- **Activity**
In the material below, find each line with the string "white" and copy it.

- **Records provided**
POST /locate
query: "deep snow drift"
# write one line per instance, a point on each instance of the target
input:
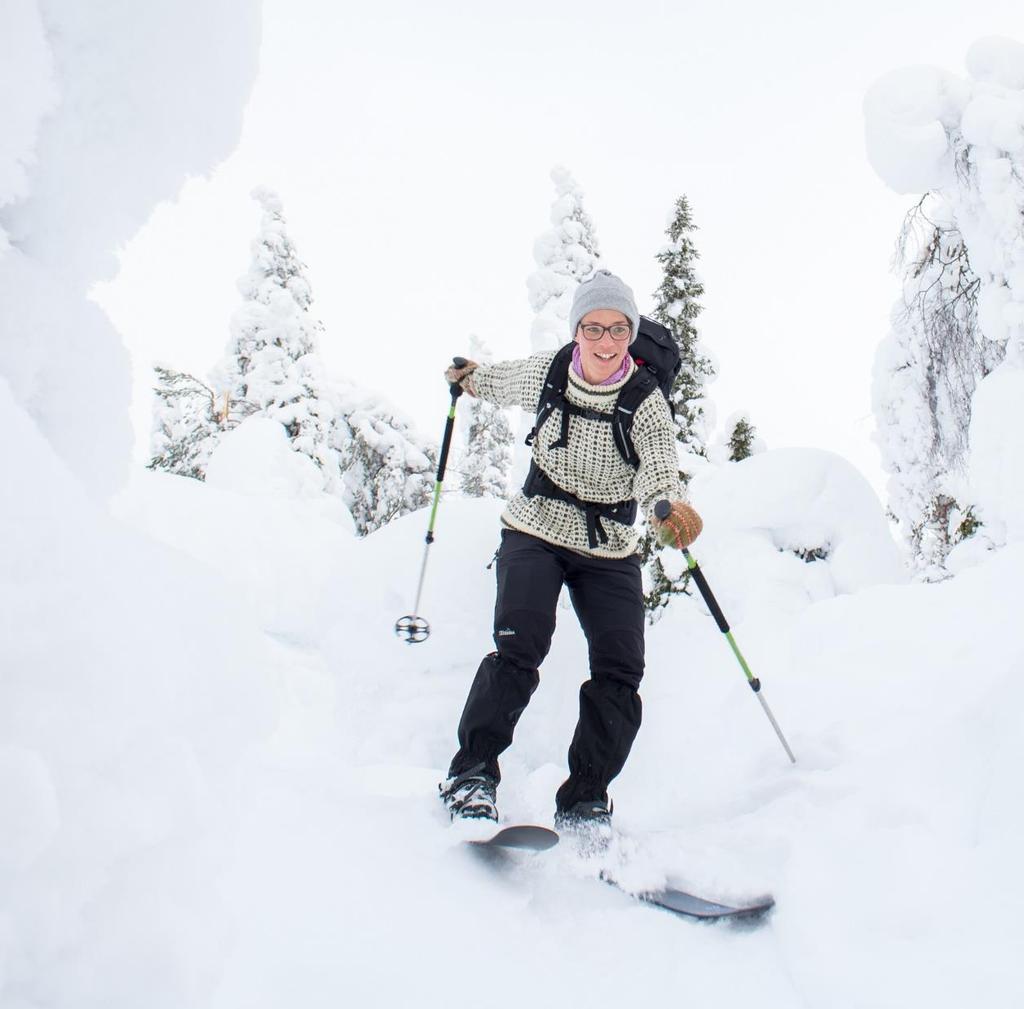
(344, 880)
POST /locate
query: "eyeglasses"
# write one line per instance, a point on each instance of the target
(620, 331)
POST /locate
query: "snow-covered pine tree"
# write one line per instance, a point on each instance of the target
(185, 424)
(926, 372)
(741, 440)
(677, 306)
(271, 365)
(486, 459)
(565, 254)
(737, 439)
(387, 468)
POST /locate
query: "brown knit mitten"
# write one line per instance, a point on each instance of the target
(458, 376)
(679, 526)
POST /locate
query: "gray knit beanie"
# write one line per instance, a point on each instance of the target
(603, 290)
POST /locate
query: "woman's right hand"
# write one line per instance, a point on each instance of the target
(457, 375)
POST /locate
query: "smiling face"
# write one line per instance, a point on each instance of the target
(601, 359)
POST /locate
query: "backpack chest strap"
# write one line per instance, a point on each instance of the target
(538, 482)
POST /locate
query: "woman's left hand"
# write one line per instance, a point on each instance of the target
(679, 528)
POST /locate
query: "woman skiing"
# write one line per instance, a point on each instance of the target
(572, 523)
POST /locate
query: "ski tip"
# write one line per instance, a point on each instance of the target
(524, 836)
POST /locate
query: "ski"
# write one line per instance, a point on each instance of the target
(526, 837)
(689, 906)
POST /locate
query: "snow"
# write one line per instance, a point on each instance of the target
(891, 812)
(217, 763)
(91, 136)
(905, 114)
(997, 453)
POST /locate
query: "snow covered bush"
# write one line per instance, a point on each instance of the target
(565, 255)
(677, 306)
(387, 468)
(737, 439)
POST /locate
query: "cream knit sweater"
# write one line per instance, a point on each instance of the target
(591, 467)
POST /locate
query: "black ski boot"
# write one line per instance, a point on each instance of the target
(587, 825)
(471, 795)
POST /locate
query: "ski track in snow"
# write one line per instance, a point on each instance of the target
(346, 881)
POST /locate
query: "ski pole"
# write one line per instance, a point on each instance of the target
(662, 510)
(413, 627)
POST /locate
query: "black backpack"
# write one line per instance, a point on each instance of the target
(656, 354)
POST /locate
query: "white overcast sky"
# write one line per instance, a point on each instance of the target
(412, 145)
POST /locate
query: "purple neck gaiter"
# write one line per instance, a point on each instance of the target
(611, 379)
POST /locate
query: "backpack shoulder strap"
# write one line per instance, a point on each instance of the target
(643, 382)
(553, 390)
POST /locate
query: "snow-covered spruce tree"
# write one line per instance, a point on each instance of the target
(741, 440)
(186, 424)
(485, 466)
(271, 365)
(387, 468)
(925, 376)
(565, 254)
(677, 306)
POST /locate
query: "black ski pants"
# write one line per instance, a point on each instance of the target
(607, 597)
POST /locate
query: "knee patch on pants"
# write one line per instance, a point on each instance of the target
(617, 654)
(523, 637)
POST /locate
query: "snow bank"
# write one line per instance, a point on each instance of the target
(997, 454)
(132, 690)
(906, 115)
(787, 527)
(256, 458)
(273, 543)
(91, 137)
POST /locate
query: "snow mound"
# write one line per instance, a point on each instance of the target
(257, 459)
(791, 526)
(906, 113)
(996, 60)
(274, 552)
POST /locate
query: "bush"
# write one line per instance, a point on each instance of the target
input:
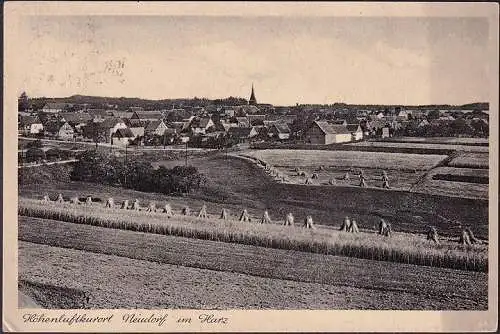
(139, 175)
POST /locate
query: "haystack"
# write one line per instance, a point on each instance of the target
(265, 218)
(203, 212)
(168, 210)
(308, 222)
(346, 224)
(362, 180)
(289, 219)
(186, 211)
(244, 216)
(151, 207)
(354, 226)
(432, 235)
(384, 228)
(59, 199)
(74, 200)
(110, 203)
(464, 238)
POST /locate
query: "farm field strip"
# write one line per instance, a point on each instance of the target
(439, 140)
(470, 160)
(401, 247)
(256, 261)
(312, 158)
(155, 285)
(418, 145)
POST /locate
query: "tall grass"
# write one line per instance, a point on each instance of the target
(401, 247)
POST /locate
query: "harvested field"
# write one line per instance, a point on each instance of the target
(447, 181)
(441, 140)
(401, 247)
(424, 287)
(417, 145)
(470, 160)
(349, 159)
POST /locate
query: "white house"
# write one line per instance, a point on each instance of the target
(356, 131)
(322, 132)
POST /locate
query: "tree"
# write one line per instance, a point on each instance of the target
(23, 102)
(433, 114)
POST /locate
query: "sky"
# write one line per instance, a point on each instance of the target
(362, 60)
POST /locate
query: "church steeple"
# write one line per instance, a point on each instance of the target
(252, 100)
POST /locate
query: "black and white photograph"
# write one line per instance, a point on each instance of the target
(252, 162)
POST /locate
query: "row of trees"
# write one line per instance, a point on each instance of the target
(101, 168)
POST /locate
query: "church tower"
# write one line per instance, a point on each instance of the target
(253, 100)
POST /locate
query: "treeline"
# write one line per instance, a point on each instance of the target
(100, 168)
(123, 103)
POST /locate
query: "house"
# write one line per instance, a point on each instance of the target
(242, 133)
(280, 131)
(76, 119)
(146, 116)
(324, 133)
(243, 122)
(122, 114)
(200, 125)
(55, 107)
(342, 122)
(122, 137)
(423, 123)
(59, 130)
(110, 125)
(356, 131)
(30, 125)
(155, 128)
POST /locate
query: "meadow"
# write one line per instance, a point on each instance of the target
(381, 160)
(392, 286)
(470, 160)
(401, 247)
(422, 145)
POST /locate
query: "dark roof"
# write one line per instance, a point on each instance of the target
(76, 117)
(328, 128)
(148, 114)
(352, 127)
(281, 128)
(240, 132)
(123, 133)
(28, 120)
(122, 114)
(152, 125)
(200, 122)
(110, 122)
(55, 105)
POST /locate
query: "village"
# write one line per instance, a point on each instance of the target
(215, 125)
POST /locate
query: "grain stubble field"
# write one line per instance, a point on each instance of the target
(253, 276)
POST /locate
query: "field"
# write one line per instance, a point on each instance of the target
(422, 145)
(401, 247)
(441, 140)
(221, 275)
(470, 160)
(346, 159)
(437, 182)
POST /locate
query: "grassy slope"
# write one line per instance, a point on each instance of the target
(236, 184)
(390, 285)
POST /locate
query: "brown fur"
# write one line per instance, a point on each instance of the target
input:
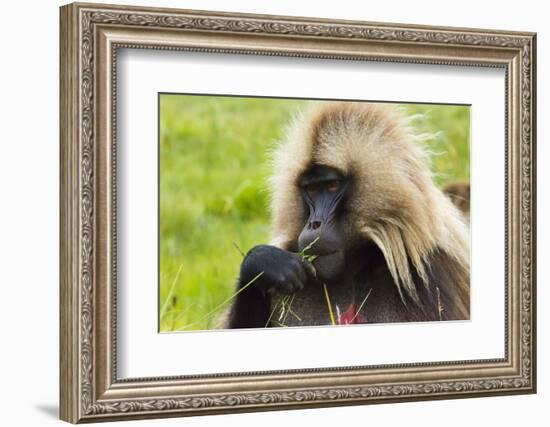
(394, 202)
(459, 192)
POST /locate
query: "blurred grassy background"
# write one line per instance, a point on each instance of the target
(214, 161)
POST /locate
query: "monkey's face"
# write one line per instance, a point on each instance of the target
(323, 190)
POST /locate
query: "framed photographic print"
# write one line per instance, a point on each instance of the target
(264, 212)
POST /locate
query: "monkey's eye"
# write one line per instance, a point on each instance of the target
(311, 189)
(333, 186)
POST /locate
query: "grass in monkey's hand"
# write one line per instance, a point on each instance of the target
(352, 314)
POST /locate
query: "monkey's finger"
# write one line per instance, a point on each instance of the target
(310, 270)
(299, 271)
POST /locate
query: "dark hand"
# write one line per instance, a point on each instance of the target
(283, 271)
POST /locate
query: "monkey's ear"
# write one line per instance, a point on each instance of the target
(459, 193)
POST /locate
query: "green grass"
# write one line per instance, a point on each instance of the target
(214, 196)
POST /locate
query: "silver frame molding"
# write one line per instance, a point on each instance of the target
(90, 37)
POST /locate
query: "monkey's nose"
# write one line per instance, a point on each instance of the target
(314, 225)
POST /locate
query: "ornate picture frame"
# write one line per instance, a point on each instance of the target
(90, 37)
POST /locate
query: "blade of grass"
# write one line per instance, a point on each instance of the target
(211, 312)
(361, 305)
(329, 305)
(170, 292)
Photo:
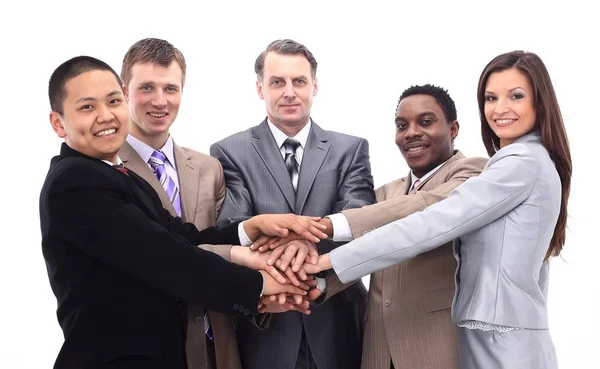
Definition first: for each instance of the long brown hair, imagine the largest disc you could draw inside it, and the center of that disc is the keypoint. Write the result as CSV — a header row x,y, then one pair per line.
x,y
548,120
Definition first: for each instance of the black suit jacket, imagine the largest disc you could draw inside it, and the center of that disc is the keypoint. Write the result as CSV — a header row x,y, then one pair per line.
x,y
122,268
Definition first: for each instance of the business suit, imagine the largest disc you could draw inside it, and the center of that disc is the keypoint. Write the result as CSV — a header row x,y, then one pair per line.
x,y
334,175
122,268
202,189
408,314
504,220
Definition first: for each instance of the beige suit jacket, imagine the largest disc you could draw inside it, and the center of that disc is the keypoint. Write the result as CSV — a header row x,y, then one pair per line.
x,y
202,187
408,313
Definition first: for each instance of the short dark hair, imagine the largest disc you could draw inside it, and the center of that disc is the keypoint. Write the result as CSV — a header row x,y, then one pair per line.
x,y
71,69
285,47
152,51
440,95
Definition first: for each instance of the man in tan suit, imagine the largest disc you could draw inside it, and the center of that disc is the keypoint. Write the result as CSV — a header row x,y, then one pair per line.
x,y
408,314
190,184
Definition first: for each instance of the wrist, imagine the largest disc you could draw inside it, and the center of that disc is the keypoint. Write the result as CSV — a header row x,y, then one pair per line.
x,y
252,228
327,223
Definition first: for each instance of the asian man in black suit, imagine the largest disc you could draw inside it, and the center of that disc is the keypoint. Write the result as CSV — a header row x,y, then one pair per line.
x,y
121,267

- **Exercise output**
query: "white overcast sky"
query: "white house"
query: "black and white photograph"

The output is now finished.